WRITTEN TASK ▸ Update the lines of the listing starting at the one containing "white ceiling as a single point per instance." and ending at the last line of the listing, replacing "white ceiling" with "pale ceiling" and leaving everything else unchanged.

GIVEN RECORDS ▸
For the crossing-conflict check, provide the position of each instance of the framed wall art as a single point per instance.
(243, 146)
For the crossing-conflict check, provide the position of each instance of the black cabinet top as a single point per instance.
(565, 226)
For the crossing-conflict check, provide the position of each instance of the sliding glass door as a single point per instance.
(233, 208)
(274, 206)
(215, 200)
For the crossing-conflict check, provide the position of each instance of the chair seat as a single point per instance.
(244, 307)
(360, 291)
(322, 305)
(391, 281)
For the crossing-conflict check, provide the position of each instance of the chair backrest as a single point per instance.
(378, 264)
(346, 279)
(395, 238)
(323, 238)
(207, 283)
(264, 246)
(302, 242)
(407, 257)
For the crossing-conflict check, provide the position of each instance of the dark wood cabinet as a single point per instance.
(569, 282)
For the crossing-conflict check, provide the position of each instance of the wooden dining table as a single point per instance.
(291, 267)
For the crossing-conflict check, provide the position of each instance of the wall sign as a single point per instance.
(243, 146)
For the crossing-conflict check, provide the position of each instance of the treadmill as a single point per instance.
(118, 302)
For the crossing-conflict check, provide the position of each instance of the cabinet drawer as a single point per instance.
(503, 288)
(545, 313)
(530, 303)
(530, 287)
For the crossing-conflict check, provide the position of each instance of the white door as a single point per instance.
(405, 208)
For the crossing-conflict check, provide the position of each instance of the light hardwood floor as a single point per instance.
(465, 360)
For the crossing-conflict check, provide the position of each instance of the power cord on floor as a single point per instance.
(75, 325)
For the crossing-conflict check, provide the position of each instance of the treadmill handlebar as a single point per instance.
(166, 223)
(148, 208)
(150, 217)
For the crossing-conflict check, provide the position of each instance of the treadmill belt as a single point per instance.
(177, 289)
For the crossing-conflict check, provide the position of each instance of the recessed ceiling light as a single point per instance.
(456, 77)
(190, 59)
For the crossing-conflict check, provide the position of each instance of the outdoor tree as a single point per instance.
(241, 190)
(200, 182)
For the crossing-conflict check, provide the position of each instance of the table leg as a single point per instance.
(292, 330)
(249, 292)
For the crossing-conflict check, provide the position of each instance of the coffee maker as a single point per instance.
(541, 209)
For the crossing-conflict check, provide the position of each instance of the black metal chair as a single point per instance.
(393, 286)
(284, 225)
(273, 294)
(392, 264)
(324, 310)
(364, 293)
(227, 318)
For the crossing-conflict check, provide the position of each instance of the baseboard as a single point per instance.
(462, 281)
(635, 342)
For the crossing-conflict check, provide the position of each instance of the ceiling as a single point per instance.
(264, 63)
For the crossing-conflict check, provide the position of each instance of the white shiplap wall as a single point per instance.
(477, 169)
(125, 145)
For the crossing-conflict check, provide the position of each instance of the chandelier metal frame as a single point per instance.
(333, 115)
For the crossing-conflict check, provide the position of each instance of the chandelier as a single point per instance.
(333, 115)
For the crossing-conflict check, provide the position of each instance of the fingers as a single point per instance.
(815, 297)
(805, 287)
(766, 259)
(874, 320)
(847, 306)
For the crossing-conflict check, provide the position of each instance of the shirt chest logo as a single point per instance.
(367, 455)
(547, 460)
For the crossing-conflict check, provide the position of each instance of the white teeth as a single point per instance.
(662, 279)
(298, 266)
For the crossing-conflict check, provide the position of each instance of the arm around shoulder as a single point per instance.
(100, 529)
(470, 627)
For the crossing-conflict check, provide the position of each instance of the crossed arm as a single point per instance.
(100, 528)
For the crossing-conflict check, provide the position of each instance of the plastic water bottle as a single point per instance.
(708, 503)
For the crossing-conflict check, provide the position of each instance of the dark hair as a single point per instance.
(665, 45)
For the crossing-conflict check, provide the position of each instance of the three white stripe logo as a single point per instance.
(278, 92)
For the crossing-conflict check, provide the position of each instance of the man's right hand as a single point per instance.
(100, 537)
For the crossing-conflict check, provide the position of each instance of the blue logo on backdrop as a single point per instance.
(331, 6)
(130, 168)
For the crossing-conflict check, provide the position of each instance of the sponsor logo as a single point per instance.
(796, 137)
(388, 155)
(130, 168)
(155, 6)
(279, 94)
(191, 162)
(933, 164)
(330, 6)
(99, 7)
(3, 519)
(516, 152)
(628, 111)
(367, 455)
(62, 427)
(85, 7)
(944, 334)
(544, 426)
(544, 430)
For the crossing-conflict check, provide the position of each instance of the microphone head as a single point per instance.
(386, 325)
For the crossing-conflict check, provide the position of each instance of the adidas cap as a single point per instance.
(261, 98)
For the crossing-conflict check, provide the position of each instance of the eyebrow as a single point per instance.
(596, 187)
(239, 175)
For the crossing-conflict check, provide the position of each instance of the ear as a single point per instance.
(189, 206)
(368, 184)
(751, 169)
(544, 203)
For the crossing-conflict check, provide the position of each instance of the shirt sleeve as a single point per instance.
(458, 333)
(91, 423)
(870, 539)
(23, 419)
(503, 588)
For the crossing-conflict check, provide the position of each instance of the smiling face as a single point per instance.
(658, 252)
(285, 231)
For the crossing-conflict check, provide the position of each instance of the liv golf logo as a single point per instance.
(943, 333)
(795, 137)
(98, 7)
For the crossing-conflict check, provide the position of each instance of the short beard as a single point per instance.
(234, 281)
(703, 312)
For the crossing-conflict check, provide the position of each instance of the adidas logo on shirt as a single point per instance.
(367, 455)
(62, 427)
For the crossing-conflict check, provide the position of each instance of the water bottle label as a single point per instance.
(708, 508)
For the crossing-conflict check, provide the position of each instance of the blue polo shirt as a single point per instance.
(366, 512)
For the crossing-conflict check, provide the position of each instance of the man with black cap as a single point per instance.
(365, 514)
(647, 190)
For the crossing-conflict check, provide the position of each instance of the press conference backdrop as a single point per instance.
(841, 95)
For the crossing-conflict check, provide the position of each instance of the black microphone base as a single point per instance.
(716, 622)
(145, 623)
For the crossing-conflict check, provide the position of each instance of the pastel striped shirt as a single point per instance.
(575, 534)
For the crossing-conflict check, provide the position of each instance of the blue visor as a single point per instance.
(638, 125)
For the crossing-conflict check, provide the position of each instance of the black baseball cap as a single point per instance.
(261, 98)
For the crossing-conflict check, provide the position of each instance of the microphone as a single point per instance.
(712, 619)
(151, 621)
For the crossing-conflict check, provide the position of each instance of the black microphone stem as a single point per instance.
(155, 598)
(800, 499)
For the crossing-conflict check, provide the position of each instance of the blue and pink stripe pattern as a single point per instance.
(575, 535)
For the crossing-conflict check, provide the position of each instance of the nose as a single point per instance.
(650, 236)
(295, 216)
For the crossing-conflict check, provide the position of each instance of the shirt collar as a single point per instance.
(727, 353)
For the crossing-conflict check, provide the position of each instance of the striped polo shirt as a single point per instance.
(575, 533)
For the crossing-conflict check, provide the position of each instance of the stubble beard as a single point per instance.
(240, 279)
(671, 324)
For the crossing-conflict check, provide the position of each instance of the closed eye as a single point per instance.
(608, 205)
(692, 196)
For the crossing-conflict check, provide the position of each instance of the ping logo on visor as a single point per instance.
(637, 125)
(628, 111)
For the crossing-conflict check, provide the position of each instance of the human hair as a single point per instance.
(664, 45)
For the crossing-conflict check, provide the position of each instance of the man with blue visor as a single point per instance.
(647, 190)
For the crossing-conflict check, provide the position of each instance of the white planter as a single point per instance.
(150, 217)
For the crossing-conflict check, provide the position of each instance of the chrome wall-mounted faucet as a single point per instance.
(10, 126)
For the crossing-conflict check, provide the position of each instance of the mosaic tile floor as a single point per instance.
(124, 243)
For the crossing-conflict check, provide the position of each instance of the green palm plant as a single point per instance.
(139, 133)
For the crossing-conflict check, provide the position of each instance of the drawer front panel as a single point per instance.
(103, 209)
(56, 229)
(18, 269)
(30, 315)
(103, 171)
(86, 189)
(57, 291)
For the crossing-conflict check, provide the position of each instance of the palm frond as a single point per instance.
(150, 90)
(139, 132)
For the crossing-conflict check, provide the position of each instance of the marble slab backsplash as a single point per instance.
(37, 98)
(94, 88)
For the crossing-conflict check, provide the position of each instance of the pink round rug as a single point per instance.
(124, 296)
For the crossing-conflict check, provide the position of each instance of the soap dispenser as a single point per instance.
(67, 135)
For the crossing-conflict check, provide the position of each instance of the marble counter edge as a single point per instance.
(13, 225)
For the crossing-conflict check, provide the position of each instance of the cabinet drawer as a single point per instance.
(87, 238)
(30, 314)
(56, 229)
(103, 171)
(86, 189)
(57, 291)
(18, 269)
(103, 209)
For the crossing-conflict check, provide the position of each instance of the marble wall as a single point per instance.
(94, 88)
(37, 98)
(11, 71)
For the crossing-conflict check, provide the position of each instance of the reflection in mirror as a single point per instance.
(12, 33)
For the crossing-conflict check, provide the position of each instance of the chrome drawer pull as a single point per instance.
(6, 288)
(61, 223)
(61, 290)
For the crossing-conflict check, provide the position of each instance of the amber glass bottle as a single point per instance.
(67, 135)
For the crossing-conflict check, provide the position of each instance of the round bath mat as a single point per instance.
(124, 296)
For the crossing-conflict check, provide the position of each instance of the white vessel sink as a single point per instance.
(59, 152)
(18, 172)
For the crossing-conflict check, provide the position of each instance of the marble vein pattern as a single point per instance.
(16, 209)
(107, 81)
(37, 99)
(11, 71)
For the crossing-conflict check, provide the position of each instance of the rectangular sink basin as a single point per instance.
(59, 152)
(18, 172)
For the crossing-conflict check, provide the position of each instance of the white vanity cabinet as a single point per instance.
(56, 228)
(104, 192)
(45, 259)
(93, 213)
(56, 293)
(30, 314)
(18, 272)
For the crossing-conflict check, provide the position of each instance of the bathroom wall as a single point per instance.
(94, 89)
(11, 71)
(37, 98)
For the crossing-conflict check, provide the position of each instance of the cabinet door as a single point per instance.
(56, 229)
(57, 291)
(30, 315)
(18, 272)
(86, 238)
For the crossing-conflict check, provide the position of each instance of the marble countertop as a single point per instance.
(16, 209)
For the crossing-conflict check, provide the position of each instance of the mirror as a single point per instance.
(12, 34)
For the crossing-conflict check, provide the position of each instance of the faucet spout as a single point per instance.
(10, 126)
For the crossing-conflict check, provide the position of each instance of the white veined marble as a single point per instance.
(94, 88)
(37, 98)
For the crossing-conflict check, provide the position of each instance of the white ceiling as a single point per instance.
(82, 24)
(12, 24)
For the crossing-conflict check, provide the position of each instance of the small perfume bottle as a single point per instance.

SOLVED EXERCISE ▸
For the crossing-conflict check, provide the position of each instance of the pale ceiling as a single point per instance.
(82, 24)
(12, 24)
For the crossing-conflict check, provide the position of each instance of the small perfume bottle as a single point per instance.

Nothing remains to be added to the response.